## Direction
Arrange every line of the material below as a numbered list, skipping any blank lines. Leave the pictures out of your answer.

Stored records:
——
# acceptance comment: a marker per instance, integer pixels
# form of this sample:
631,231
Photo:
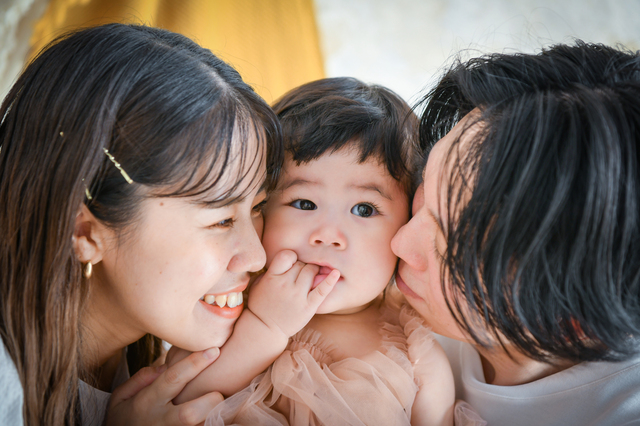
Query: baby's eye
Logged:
258,208
303,205
364,210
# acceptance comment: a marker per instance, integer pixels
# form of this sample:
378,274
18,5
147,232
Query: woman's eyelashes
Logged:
365,209
224,224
——
## Result of this task
1. # acceptance comment: a marker per instance, integer pixels
2. # form of this sample:
3. 631,231
4. Photo:
5. Query: baby's eye
6. Logged:
7. 258,208
8. 303,205
9. 364,210
10. # acceptance comment: a marker per instance, integer pixels
11. # form of this sample:
12. 378,274
13. 18,5
14. 147,232
15. Query: woman's eyelashes
16. Logged:
17. 365,209
18. 224,224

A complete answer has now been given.